═══ Extrait du document ═══

« Il y pas une agression qui dure cinq minutes, l’inceste c’est pas ça, l’inceste ça ravage la famille », souligne justement Camille Kouchner.
Invitée de l’émission La Grande Librairie sur France 5, l’autrice a pris la parole pour la première fois à la télévision ce mercredi 14 janvier. Son livre choc La Familia Grande (éditions Seuil) est l’un des événements de cette rentrée littéraire.
Elle raconte l‘inceste, les viols subis par son frère jumeau à l’âge de 14 ans commis par son beau-père, le politologue Olivier Duhamel.
Avec ces révélations, Camille Kouchner brise le silence d’un des derniers grands tabous de la société entrainant une déflagration inédite dans le microcosme parisien.
Une prise de parole attendue
Pendant cinquante minutes, Camille Kouchner a répondu aux questions du journaliste François Busnel sans se départir de son calme. Moments de silence, hésitations : elle prend le temps de choisir les mots justes. Car pour comprendre, nommer l’innommable est essentiel. Avec courage, l’autrice affirme :
«Il faut désigner les choses. Mal nommer le choses, c’est ajouter au malheur du monde. Il faut nommer les choses, moi j’ai pas désigné les choses suffisamment tôt, je le fais aujourd’hui. Ne pas désigner c’est participer.»
Son monde se brise lorsqu’en en classe de troisième, son frère lui confie ce qu’il subit. Alors que c’est une petite fille, elle ne sait pas comment réagir mais garde le silence parce qu’il le lui demande.
Et surtout parce que le prédateur est son beau-père, un homme « qu’elle a beaucoup, beaucoup, beaucoup aimé ». Alors que son père Bernard Kouchner est absent, Olivier Duhamel devient la figure paternelle sur laquelle elle peut compter :
«Avant même le suicide mes grands-parents, il m’a apporté tellement de joie. Il m’apprenait la vie, à réfléchir, ce qu’était l’ironie (…) On a l’impression d’être élue, on a l’impression d’être choisie. »

═══ Extraits de données ═══

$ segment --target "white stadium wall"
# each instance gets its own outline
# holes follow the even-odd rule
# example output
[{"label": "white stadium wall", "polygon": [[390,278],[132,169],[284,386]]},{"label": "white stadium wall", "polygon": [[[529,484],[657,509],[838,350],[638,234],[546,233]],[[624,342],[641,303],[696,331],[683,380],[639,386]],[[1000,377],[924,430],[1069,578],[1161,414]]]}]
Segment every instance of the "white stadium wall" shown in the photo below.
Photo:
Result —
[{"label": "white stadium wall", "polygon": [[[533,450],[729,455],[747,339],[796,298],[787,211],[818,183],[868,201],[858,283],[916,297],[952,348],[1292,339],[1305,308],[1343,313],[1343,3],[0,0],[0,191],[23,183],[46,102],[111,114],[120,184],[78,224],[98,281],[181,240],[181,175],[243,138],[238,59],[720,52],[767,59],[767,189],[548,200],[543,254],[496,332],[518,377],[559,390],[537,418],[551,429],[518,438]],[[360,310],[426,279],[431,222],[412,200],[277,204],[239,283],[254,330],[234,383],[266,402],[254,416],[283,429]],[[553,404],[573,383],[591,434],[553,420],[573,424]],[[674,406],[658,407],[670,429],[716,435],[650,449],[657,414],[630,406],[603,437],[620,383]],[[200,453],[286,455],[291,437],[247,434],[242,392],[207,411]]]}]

═══

Consigne A:
Répondez à ces questions sur l'article :
(i) Sur quelle chaîne est diffusée l'émission La Grande Librairie ?
(ii) Chez quel éditeur paraît La Familia Grande ?
(iii) Pendant combien de temps Camille Kouchner a-t-elle répondu aux questions du journaliste ?
Consigne B: Relevez toutes les personnes désignées par leur nom dans l'article.
Consigne C: Recopiez s'il vous plaît le passage de l'article allant de « Avec ces révélations, Camille » à « le microcosme parisien. ».

Réponse complète A:
(i) France 5
(ii) Seuil
(iii) Cinquante minutes

Réponse complète B: Camille Kouchner, Olivier Duhamel, François Busnel, Bernard Kouchner

Réponse complète C:
Avec ces révélations, Camille Kouchner brise le silence d’un des derniers grands tabous de la société entrainant une déflagration inédite dans le microcosme parisien.